* WHAT IS ASKED
Pull out every line in the records below that contains the word "ceiling", and copy each one in full.

========================

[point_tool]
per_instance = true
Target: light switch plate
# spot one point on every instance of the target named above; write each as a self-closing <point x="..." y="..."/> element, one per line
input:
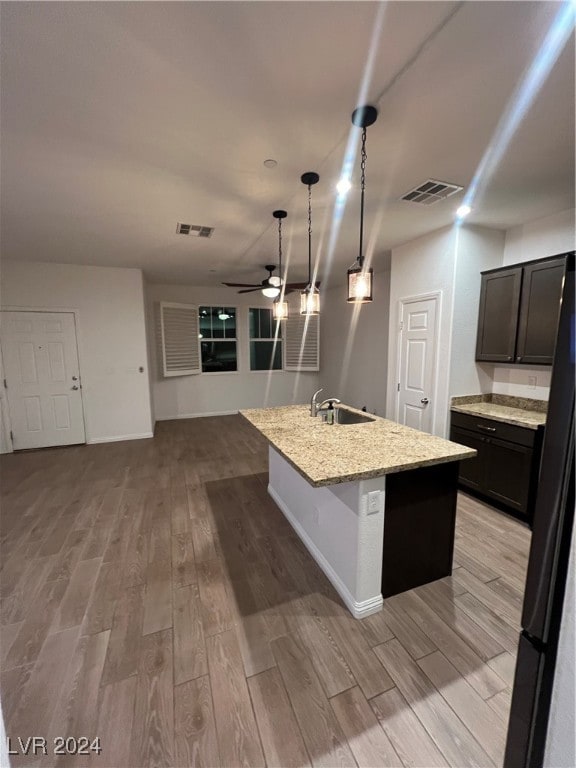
<point x="374" y="502"/>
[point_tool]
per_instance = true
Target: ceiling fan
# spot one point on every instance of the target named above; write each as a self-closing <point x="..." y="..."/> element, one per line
<point x="272" y="281"/>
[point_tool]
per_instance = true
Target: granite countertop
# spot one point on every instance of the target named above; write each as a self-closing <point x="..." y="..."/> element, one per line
<point x="518" y="411"/>
<point x="328" y="454"/>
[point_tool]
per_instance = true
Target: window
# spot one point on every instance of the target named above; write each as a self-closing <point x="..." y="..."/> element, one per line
<point x="265" y="341"/>
<point x="302" y="341"/>
<point x="178" y="326"/>
<point x="218" y="344"/>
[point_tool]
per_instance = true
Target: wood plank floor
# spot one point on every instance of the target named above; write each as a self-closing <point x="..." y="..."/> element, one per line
<point x="154" y="596"/>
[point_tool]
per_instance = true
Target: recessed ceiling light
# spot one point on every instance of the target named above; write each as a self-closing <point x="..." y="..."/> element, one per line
<point x="344" y="186"/>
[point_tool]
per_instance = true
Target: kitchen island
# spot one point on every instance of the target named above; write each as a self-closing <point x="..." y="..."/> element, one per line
<point x="374" y="503"/>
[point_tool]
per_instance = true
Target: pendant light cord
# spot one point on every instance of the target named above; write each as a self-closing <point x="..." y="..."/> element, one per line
<point x="310" y="235"/>
<point x="280" y="247"/>
<point x="362" y="187"/>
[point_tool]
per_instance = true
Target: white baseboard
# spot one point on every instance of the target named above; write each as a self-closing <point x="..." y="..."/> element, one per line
<point x="197" y="415"/>
<point x="358" y="609"/>
<point x="119" y="438"/>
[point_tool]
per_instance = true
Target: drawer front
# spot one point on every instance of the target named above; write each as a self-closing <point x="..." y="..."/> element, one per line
<point x="490" y="428"/>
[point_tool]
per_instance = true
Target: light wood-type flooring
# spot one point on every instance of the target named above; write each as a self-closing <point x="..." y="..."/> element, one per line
<point x="153" y="595"/>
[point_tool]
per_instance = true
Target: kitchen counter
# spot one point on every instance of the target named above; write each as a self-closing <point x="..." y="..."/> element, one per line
<point x="510" y="410"/>
<point x="374" y="503"/>
<point x="328" y="454"/>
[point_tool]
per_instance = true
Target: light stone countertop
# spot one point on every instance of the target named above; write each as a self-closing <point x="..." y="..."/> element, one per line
<point x="509" y="415"/>
<point x="328" y="454"/>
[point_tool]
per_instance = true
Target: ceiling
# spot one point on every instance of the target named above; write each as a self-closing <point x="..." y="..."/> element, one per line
<point x="121" y="119"/>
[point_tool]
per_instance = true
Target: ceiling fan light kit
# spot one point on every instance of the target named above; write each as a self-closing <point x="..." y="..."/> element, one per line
<point x="360" y="278"/>
<point x="280" y="307"/>
<point x="310" y="296"/>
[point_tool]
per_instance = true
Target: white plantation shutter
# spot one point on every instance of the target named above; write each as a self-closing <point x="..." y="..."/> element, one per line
<point x="180" y="341"/>
<point x="302" y="343"/>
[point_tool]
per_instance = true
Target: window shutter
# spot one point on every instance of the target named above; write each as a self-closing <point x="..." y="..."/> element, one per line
<point x="180" y="341"/>
<point x="302" y="343"/>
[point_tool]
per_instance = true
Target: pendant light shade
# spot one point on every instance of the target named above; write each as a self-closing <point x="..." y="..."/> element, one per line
<point x="280" y="307"/>
<point x="359" y="277"/>
<point x="310" y="300"/>
<point x="310" y="296"/>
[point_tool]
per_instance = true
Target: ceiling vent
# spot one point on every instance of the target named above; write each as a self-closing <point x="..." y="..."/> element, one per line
<point x="431" y="191"/>
<point x="194" y="229"/>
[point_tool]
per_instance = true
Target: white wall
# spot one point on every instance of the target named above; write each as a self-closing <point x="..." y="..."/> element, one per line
<point x="540" y="238"/>
<point x="109" y="307"/>
<point x="560" y="741"/>
<point x="214" y="393"/>
<point x="354" y="349"/>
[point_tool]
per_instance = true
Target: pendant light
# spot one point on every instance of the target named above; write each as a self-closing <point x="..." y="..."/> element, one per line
<point x="360" y="278"/>
<point x="280" y="307"/>
<point x="310" y="296"/>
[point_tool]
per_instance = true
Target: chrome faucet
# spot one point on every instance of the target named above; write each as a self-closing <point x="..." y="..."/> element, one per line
<point x="314" y="403"/>
<point x="326" y="403"/>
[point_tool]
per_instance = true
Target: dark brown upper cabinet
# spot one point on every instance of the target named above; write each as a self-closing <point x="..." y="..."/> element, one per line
<point x="498" y="317"/>
<point x="539" y="311"/>
<point x="519" y="308"/>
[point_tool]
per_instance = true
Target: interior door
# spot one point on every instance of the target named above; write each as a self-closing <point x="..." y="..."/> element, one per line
<point x="43" y="379"/>
<point x="417" y="363"/>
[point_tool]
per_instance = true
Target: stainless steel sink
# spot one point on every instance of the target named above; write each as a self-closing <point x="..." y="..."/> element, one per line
<point x="344" y="416"/>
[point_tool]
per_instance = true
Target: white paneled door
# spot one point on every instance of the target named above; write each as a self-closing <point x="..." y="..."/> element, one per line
<point x="417" y="363"/>
<point x="43" y="379"/>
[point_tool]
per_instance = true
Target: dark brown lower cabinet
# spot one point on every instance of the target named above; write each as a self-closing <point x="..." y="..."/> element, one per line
<point x="419" y="525"/>
<point x="507" y="465"/>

========================

* TASK RESULT
Target: ceiling fan
Target: recessed ceiling light
Target: ceiling
Target: ceiling fan light kit
Target: ceiling vent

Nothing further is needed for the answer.